- What is needed:
Copy nothing before the line that contains "upper cabinet visible in the photo above."; from there, transcribe each line exactly through the end of the material, omitting pictures.

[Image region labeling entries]
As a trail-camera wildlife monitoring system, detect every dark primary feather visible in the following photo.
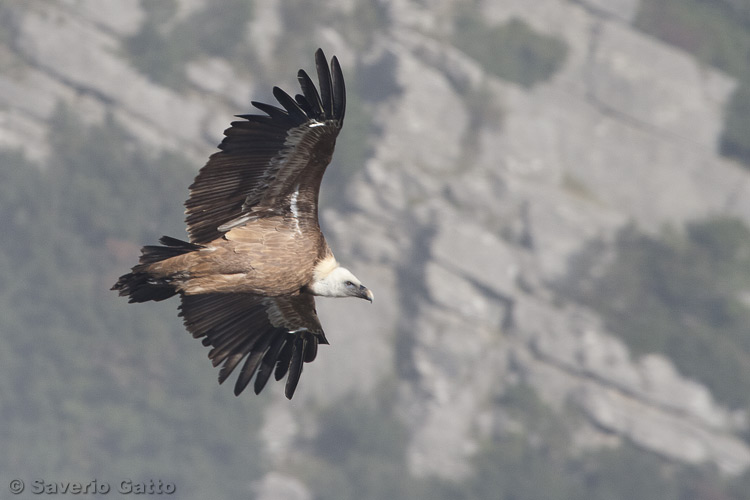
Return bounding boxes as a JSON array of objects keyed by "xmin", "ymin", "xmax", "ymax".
[
  {"xmin": 180, "ymin": 293, "xmax": 328, "ymax": 399},
  {"xmin": 185, "ymin": 49, "xmax": 346, "ymax": 243}
]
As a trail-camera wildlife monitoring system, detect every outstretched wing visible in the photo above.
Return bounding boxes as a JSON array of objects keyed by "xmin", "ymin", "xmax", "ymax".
[
  {"xmin": 180, "ymin": 293, "xmax": 328, "ymax": 399},
  {"xmin": 185, "ymin": 49, "xmax": 346, "ymax": 243}
]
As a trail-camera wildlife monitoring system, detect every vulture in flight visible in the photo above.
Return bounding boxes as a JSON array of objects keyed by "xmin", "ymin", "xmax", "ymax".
[{"xmin": 112, "ymin": 49, "xmax": 373, "ymax": 399}]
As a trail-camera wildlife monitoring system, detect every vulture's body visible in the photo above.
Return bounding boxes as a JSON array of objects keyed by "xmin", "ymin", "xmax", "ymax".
[{"xmin": 113, "ymin": 50, "xmax": 372, "ymax": 398}]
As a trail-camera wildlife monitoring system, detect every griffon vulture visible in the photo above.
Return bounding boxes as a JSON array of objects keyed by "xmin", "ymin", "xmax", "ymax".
[{"xmin": 112, "ymin": 49, "xmax": 373, "ymax": 399}]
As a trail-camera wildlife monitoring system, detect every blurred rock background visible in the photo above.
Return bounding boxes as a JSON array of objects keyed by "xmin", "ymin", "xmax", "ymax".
[{"xmin": 0, "ymin": 0, "xmax": 750, "ymax": 500}]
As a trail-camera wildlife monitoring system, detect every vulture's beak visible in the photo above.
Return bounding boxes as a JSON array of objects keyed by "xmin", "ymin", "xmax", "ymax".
[{"xmin": 359, "ymin": 285, "xmax": 374, "ymax": 304}]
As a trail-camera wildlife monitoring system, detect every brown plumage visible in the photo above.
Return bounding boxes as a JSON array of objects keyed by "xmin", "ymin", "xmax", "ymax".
[{"xmin": 112, "ymin": 49, "xmax": 372, "ymax": 399}]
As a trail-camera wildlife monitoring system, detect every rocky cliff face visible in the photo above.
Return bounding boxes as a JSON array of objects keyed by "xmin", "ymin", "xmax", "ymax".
[{"xmin": 0, "ymin": 0, "xmax": 750, "ymax": 498}]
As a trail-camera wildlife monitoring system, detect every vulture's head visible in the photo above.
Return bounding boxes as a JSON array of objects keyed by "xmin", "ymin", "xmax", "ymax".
[{"xmin": 310, "ymin": 264, "xmax": 373, "ymax": 302}]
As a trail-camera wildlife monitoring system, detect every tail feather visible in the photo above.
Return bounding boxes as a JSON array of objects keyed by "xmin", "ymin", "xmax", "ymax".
[{"xmin": 111, "ymin": 236, "xmax": 203, "ymax": 302}]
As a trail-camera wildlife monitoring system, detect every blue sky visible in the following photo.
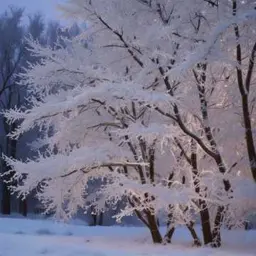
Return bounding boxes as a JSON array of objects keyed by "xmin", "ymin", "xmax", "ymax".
[{"xmin": 0, "ymin": 0, "xmax": 65, "ymax": 20}]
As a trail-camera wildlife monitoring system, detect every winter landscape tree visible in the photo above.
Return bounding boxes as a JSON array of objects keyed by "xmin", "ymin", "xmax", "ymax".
[
  {"xmin": 0, "ymin": 6, "xmax": 70, "ymax": 216},
  {"xmin": 2, "ymin": 0, "xmax": 256, "ymax": 247}
]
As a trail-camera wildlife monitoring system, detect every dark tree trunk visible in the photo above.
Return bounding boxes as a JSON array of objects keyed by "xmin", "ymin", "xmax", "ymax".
[
  {"xmin": 190, "ymin": 140, "xmax": 212, "ymax": 245},
  {"xmin": 1, "ymin": 182, "xmax": 11, "ymax": 215},
  {"xmin": 19, "ymin": 199, "xmax": 28, "ymax": 217},
  {"xmin": 2, "ymin": 119, "xmax": 17, "ymax": 215},
  {"xmin": 186, "ymin": 223, "xmax": 202, "ymax": 246},
  {"xmin": 164, "ymin": 227, "xmax": 175, "ymax": 244},
  {"xmin": 199, "ymin": 204, "xmax": 213, "ymax": 245},
  {"xmin": 212, "ymin": 206, "xmax": 224, "ymax": 248},
  {"xmin": 98, "ymin": 212, "xmax": 103, "ymax": 226},
  {"xmin": 147, "ymin": 212, "xmax": 163, "ymax": 244}
]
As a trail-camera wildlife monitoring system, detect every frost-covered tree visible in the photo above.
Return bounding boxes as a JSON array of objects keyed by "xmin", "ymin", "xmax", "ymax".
[{"xmin": 2, "ymin": 0, "xmax": 256, "ymax": 246}]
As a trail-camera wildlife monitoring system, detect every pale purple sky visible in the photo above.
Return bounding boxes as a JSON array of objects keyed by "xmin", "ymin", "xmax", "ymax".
[{"xmin": 0, "ymin": 0, "xmax": 65, "ymax": 20}]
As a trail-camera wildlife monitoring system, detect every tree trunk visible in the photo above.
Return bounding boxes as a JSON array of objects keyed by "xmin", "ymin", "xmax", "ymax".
[
  {"xmin": 186, "ymin": 222, "xmax": 202, "ymax": 246},
  {"xmin": 190, "ymin": 139, "xmax": 212, "ymax": 245},
  {"xmin": 98, "ymin": 212, "xmax": 103, "ymax": 226},
  {"xmin": 164, "ymin": 227, "xmax": 175, "ymax": 244},
  {"xmin": 19, "ymin": 199, "xmax": 28, "ymax": 217},
  {"xmin": 199, "ymin": 203, "xmax": 213, "ymax": 245},
  {"xmin": 212, "ymin": 206, "xmax": 224, "ymax": 248},
  {"xmin": 147, "ymin": 212, "xmax": 163, "ymax": 244},
  {"xmin": 1, "ymin": 182, "xmax": 11, "ymax": 215}
]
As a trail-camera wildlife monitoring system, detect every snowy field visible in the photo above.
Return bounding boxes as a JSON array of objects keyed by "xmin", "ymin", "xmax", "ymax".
[{"xmin": 0, "ymin": 218, "xmax": 256, "ymax": 256}]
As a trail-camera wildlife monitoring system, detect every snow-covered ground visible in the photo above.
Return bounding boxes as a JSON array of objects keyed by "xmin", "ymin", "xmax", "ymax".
[{"xmin": 0, "ymin": 218, "xmax": 256, "ymax": 256}]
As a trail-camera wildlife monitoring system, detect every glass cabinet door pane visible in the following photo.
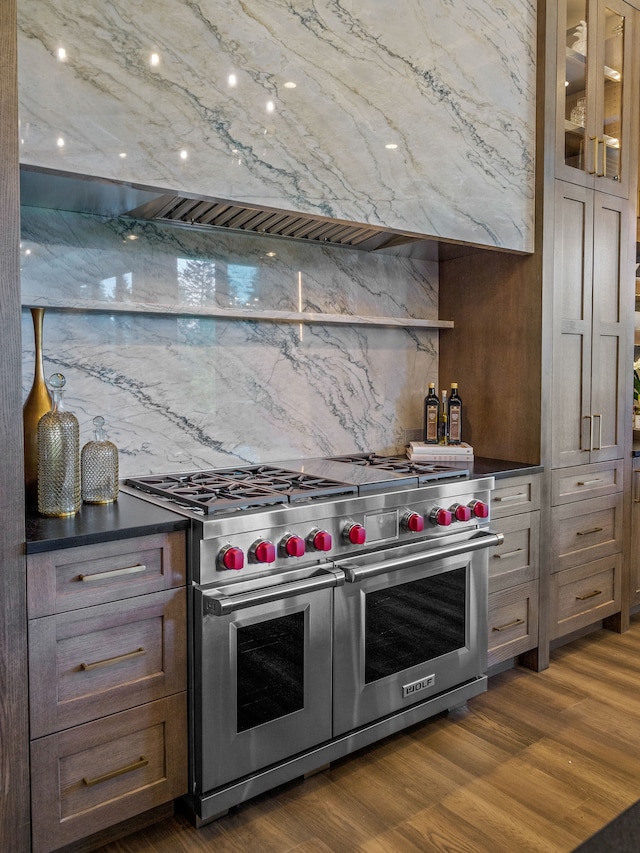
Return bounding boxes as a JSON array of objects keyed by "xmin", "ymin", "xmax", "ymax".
[
  {"xmin": 597, "ymin": 8, "xmax": 625, "ymax": 181},
  {"xmin": 564, "ymin": 0, "xmax": 588, "ymax": 169}
]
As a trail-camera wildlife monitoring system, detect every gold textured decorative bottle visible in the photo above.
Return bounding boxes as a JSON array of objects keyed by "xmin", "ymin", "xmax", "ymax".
[
  {"xmin": 38, "ymin": 373, "xmax": 81, "ymax": 516},
  {"xmin": 80, "ymin": 416, "xmax": 118, "ymax": 504},
  {"xmin": 22, "ymin": 308, "xmax": 51, "ymax": 507}
]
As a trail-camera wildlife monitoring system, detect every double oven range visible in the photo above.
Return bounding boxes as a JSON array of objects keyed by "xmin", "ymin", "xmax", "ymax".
[{"xmin": 123, "ymin": 454, "xmax": 502, "ymax": 825}]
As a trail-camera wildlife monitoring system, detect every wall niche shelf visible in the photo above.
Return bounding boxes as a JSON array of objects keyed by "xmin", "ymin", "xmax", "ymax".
[{"xmin": 22, "ymin": 300, "xmax": 453, "ymax": 329}]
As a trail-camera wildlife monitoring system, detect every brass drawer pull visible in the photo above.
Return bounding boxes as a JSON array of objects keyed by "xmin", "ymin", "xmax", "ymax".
[
  {"xmin": 576, "ymin": 527, "xmax": 603, "ymax": 536},
  {"xmin": 494, "ymin": 492, "xmax": 527, "ymax": 503},
  {"xmin": 576, "ymin": 589, "xmax": 602, "ymax": 601},
  {"xmin": 82, "ymin": 755, "xmax": 149, "ymax": 787},
  {"xmin": 80, "ymin": 646, "xmax": 146, "ymax": 671},
  {"xmin": 493, "ymin": 548, "xmax": 524, "ymax": 560},
  {"xmin": 79, "ymin": 563, "xmax": 147, "ymax": 581},
  {"xmin": 491, "ymin": 619, "xmax": 524, "ymax": 631}
]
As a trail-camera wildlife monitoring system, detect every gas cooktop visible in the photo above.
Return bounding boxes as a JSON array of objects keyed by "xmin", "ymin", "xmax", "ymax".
[{"xmin": 124, "ymin": 453, "xmax": 469, "ymax": 515}]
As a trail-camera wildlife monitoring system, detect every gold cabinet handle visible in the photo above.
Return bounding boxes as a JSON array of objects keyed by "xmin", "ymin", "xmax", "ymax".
[
  {"xmin": 491, "ymin": 619, "xmax": 524, "ymax": 631},
  {"xmin": 576, "ymin": 527, "xmax": 604, "ymax": 536},
  {"xmin": 587, "ymin": 136, "xmax": 598, "ymax": 175},
  {"xmin": 82, "ymin": 755, "xmax": 149, "ymax": 787},
  {"xmin": 80, "ymin": 646, "xmax": 146, "ymax": 672},
  {"xmin": 591, "ymin": 414, "xmax": 604, "ymax": 450},
  {"xmin": 493, "ymin": 548, "xmax": 524, "ymax": 560},
  {"xmin": 494, "ymin": 492, "xmax": 527, "ymax": 503},
  {"xmin": 576, "ymin": 589, "xmax": 602, "ymax": 601},
  {"xmin": 79, "ymin": 563, "xmax": 147, "ymax": 582}
]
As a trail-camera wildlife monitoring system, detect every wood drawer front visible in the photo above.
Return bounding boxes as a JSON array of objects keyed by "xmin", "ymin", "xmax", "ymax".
[
  {"xmin": 489, "ymin": 511, "xmax": 540, "ymax": 593},
  {"xmin": 488, "ymin": 581, "xmax": 538, "ymax": 666},
  {"xmin": 27, "ymin": 532, "xmax": 186, "ymax": 619},
  {"xmin": 491, "ymin": 474, "xmax": 540, "ymax": 519},
  {"xmin": 551, "ymin": 459, "xmax": 624, "ymax": 506},
  {"xmin": 551, "ymin": 554, "xmax": 622, "ymax": 639},
  {"xmin": 551, "ymin": 493, "xmax": 623, "ymax": 572},
  {"xmin": 31, "ymin": 693, "xmax": 188, "ymax": 853},
  {"xmin": 29, "ymin": 587, "xmax": 187, "ymax": 737}
]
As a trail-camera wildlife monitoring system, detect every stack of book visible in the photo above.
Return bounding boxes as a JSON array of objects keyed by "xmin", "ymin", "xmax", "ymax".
[{"xmin": 407, "ymin": 441, "xmax": 473, "ymax": 463}]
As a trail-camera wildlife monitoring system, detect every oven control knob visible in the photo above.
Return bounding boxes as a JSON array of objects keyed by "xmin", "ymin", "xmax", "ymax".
[
  {"xmin": 449, "ymin": 504, "xmax": 471, "ymax": 521},
  {"xmin": 429, "ymin": 506, "xmax": 451, "ymax": 527},
  {"xmin": 402, "ymin": 512, "xmax": 424, "ymax": 533},
  {"xmin": 308, "ymin": 530, "xmax": 333, "ymax": 551},
  {"xmin": 220, "ymin": 545, "xmax": 244, "ymax": 571},
  {"xmin": 282, "ymin": 534, "xmax": 306, "ymax": 557},
  {"xmin": 343, "ymin": 521, "xmax": 367, "ymax": 545},
  {"xmin": 252, "ymin": 539, "xmax": 276, "ymax": 563},
  {"xmin": 469, "ymin": 501, "xmax": 489, "ymax": 518}
]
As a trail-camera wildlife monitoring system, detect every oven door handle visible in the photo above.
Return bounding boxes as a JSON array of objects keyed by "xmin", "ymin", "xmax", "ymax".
[
  {"xmin": 202, "ymin": 568, "xmax": 344, "ymax": 616},
  {"xmin": 341, "ymin": 530, "xmax": 504, "ymax": 583}
]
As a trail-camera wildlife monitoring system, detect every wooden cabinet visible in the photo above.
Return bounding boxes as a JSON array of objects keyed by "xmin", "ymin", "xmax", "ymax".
[
  {"xmin": 556, "ymin": 0, "xmax": 635, "ymax": 198},
  {"xmin": 488, "ymin": 474, "xmax": 540, "ymax": 666},
  {"xmin": 550, "ymin": 463, "xmax": 624, "ymax": 639},
  {"xmin": 629, "ymin": 456, "xmax": 640, "ymax": 606},
  {"xmin": 27, "ymin": 532, "xmax": 187, "ymax": 853},
  {"xmin": 551, "ymin": 181, "xmax": 633, "ymax": 468}
]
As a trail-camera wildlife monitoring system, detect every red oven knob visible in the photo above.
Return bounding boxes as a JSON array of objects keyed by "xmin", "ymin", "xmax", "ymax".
[
  {"xmin": 429, "ymin": 506, "xmax": 451, "ymax": 527},
  {"xmin": 220, "ymin": 545, "xmax": 244, "ymax": 571},
  {"xmin": 309, "ymin": 530, "xmax": 333, "ymax": 551},
  {"xmin": 253, "ymin": 539, "xmax": 276, "ymax": 563},
  {"xmin": 469, "ymin": 501, "xmax": 489, "ymax": 518},
  {"xmin": 449, "ymin": 504, "xmax": 471, "ymax": 521},
  {"xmin": 343, "ymin": 521, "xmax": 367, "ymax": 545},
  {"xmin": 402, "ymin": 512, "xmax": 424, "ymax": 533},
  {"xmin": 282, "ymin": 535, "xmax": 306, "ymax": 557}
]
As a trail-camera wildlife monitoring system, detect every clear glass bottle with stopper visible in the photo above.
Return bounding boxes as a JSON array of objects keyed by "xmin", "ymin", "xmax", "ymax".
[
  {"xmin": 38, "ymin": 373, "xmax": 81, "ymax": 516},
  {"xmin": 81, "ymin": 415, "xmax": 118, "ymax": 504}
]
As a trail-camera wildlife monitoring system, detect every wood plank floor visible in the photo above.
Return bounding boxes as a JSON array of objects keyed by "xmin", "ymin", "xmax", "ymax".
[{"xmin": 94, "ymin": 617, "xmax": 640, "ymax": 853}]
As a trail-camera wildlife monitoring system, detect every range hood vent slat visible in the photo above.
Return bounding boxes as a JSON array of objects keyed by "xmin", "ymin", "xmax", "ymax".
[{"xmin": 125, "ymin": 187, "xmax": 438, "ymax": 251}]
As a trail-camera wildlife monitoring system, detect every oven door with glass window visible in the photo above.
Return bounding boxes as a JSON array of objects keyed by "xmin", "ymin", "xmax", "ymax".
[
  {"xmin": 333, "ymin": 531, "xmax": 501, "ymax": 736},
  {"xmin": 193, "ymin": 569, "xmax": 343, "ymax": 793}
]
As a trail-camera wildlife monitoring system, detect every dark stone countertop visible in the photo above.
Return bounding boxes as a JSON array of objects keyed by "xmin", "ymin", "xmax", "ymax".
[
  {"xmin": 25, "ymin": 492, "xmax": 190, "ymax": 554},
  {"xmin": 25, "ymin": 460, "xmax": 540, "ymax": 554}
]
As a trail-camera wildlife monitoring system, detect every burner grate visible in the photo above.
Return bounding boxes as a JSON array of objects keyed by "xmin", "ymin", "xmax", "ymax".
[{"xmin": 125, "ymin": 465, "xmax": 357, "ymax": 514}]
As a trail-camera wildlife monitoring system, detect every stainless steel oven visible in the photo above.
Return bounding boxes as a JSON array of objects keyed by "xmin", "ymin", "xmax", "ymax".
[
  {"xmin": 194, "ymin": 567, "xmax": 344, "ymax": 791},
  {"xmin": 122, "ymin": 454, "xmax": 501, "ymax": 825},
  {"xmin": 333, "ymin": 531, "xmax": 499, "ymax": 735}
]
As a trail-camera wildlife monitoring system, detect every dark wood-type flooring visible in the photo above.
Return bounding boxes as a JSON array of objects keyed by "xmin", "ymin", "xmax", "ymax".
[{"xmin": 95, "ymin": 617, "xmax": 640, "ymax": 853}]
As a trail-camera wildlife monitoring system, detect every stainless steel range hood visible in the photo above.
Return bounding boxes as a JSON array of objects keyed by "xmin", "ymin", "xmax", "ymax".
[
  {"xmin": 126, "ymin": 195, "xmax": 422, "ymax": 252},
  {"xmin": 20, "ymin": 165, "xmax": 478, "ymax": 260}
]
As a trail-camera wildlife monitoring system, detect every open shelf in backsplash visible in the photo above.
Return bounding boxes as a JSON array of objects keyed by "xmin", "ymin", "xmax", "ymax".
[{"xmin": 22, "ymin": 300, "xmax": 453, "ymax": 329}]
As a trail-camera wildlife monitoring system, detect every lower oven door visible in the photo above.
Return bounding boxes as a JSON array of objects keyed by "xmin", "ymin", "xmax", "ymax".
[
  {"xmin": 333, "ymin": 530, "xmax": 502, "ymax": 735},
  {"xmin": 193, "ymin": 568, "xmax": 344, "ymax": 794}
]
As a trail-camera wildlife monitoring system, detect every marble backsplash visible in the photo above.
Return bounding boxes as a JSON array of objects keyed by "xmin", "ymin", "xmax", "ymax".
[
  {"xmin": 18, "ymin": 0, "xmax": 537, "ymax": 252},
  {"xmin": 22, "ymin": 208, "xmax": 439, "ymax": 476}
]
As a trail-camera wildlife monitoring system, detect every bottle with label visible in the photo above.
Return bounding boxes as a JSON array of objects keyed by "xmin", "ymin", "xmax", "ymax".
[
  {"xmin": 423, "ymin": 382, "xmax": 440, "ymax": 444},
  {"xmin": 438, "ymin": 391, "xmax": 449, "ymax": 444},
  {"xmin": 448, "ymin": 382, "xmax": 462, "ymax": 444},
  {"xmin": 80, "ymin": 416, "xmax": 118, "ymax": 504},
  {"xmin": 38, "ymin": 373, "xmax": 81, "ymax": 516}
]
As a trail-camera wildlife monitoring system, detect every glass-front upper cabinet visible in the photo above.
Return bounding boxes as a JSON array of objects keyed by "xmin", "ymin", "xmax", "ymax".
[{"xmin": 556, "ymin": 0, "xmax": 636, "ymax": 198}]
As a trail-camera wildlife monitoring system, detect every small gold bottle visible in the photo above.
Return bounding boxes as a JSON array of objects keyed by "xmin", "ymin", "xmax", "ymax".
[
  {"xmin": 81, "ymin": 415, "xmax": 118, "ymax": 504},
  {"xmin": 38, "ymin": 373, "xmax": 80, "ymax": 516}
]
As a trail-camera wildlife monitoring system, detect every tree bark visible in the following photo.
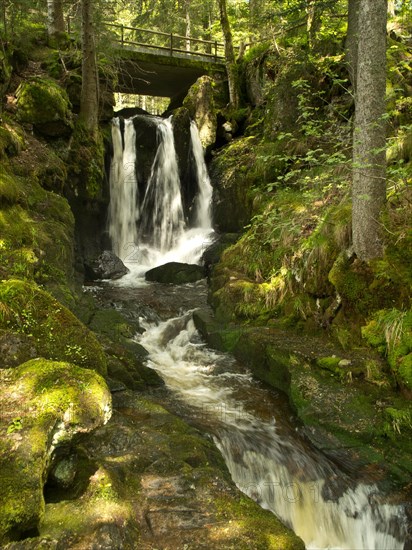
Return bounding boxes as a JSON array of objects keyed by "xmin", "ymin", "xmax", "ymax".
[
  {"xmin": 218, "ymin": 0, "xmax": 239, "ymax": 109},
  {"xmin": 306, "ymin": 0, "xmax": 322, "ymax": 49},
  {"xmin": 185, "ymin": 0, "xmax": 192, "ymax": 52},
  {"xmin": 345, "ymin": 0, "xmax": 361, "ymax": 90},
  {"xmin": 80, "ymin": 0, "xmax": 99, "ymax": 135},
  {"xmin": 47, "ymin": 0, "xmax": 65, "ymax": 38},
  {"xmin": 352, "ymin": 0, "xmax": 388, "ymax": 261}
]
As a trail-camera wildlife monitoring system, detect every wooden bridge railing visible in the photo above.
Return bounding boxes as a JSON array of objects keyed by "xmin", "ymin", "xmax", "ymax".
[
  {"xmin": 105, "ymin": 23, "xmax": 224, "ymax": 63},
  {"xmin": 67, "ymin": 19, "xmax": 229, "ymax": 63}
]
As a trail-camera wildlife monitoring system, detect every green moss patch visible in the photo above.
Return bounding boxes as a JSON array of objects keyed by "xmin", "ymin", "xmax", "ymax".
[
  {"xmin": 362, "ymin": 309, "xmax": 412, "ymax": 395},
  {"xmin": 16, "ymin": 77, "xmax": 72, "ymax": 136},
  {"xmin": 0, "ymin": 279, "xmax": 107, "ymax": 374},
  {"xmin": 0, "ymin": 359, "xmax": 111, "ymax": 542}
]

- Answer to this exercise:
As a trail-camera wildlife monitoring system, detect every glass-front upper cabinet visible in the photo above.
Return bounding boxes as a JSON array of objects keyed by "xmin", "ymin", "xmax", "ymax".
[{"xmin": 556, "ymin": 0, "xmax": 636, "ymax": 198}]
As a trail-camera wildlife monitoring system, detect every small gold bottle visible in the photo above.
Return bounding boxes as a JSON array of objects keyed by "xmin", "ymin", "xmax", "ymax".
[
  {"xmin": 81, "ymin": 415, "xmax": 118, "ymax": 504},
  {"xmin": 38, "ymin": 373, "xmax": 80, "ymax": 516}
]
As a trail-camera wildlife monitoring system, detect every tree bark visible in the following photo.
Return bounding boxes as a JSON array of objects keyed by "xmin", "ymin", "xmax", "ymax".
[
  {"xmin": 218, "ymin": 0, "xmax": 239, "ymax": 109},
  {"xmin": 306, "ymin": 0, "xmax": 322, "ymax": 49},
  {"xmin": 185, "ymin": 0, "xmax": 192, "ymax": 52},
  {"xmin": 345, "ymin": 0, "xmax": 361, "ymax": 90},
  {"xmin": 80, "ymin": 0, "xmax": 99, "ymax": 135},
  {"xmin": 47, "ymin": 0, "xmax": 65, "ymax": 38},
  {"xmin": 352, "ymin": 0, "xmax": 388, "ymax": 261}
]
As a trail-camera wildlife monitoring system, detect every wooden bridge railing visible in the photo above.
Return bounding boxes as a JSON array of objects keyed by "xmin", "ymin", "xmax", "ymax".
[
  {"xmin": 105, "ymin": 23, "xmax": 224, "ymax": 63},
  {"xmin": 67, "ymin": 19, "xmax": 229, "ymax": 63}
]
As a trail-camera wildlife monitoring system, detect every green moss patch visible in the photo above.
Return bounding boxes as a JSON array of objects keyed by "xmin", "ymin", "xmax", "ymax".
[
  {"xmin": 362, "ymin": 309, "xmax": 412, "ymax": 395},
  {"xmin": 16, "ymin": 77, "xmax": 72, "ymax": 136},
  {"xmin": 0, "ymin": 279, "xmax": 107, "ymax": 374},
  {"xmin": 0, "ymin": 359, "xmax": 111, "ymax": 542}
]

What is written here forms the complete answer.